Instrução escrita 1:
Reproduza o trecho do texto sobre benevolência e compaixão começando em "GOSTARIA DE FALAR" e seguindo até "pobre, são secundários.".
Instrução escrita 2:
Segundo o texto sobre benevolência e compaixão, até quando o fato de ter nascido como ser humano não pode ser mudado?

━━ Documento ━━

GOSTARIA DE FALAR A VOCÊS ESTA NOITE SOBRE A IMPORTÂNCIA da benevolência e da compaixão. Quando falo sobre isso, não me vejo como um budista, nem como o Dalai Lama, e nem como tibetano, mas como um ser humano. E espero que vocês na platéia pensem em si próprios, neste momento, como seres humanos e não como americanos, ou ocidentais, ou membros de qualquer grupo em particular. Essas coisas são secundárias. Se, do meu lado e do lado dos ouvintes, interagirmos como seres humanos, poderemos atingir esse nível básico. Se eu disser sou um monge", ou "sou um budista isto significa algo temporário em comparação com a minha natureza como ser humano. Existir como ser humano é básico. Uma vez que se nasce como ser humano, isto não pode ser mudado até a morte. Outros pontos, como se você é culto ou ignorante, rico ou pobre, são secundários.

━━━
━━ Linhas fornecidas ━━

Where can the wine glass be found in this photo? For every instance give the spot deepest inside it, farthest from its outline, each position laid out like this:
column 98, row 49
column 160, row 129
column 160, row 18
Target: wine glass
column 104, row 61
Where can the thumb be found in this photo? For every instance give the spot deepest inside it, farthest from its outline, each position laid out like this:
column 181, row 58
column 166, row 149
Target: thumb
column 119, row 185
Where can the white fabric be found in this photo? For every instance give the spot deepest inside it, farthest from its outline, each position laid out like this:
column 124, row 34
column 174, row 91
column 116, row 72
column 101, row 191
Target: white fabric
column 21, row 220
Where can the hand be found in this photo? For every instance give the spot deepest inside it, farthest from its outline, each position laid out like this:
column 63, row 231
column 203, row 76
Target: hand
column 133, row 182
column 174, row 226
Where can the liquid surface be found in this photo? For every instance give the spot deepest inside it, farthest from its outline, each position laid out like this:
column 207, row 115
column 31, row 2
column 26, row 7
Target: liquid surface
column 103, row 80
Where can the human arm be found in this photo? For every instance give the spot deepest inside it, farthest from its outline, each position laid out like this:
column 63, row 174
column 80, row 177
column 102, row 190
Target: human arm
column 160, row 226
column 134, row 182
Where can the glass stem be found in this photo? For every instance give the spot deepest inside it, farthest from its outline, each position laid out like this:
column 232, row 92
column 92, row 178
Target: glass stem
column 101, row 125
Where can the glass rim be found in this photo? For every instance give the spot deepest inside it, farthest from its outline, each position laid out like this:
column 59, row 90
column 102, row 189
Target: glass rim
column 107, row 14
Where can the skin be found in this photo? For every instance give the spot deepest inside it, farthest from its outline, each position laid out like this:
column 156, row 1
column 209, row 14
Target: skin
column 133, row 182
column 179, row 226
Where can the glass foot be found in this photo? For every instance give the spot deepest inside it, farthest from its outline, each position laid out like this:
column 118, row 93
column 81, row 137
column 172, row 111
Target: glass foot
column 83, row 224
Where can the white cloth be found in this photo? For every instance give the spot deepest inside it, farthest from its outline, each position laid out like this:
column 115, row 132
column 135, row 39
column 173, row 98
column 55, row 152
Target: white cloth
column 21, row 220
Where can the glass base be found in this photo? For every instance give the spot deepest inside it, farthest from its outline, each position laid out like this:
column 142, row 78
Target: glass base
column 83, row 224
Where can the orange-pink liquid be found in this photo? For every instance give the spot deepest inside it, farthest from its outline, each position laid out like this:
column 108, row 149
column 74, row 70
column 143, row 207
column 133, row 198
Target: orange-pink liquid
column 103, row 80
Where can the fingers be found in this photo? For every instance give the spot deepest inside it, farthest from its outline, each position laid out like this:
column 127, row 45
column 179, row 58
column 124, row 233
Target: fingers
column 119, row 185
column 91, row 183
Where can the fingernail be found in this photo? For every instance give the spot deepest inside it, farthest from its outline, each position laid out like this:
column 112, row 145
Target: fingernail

━━━

Resposta 1:
GOSTARIA DE FALAR A VOCÊS ESTA NOITE SOBRE A IMPORTÂNCIA da benevolência e da compaixão. Quando falo sobre isso, não me vejo como um budista, nem como o Dalai Lama, e nem como tibetano, mas como um ser humano. E espero que vocês na platéia pensem em si próprios, neste momento, como seres humanos e não como americanos, ou ocidentais, ou membros de qualquer grupo em particular. Essas coisas são secundárias. Se, do meu lado e do lado dos ouvintes, interagirmos como seres humanos, poderemos atingir esse nível básico. Se eu disser sou um monge", ou "sou um budista isto significa algo temporário em comparação com a minha natureza como ser humano. Existir como ser humano é básico. Uma vez que se nasce como ser humano, isto não pode ser mudado até a morte. Outros pontos, como se você é culto ou ignorante, rico ou pobre, são secundários.

Resposta 2:
Até a morte.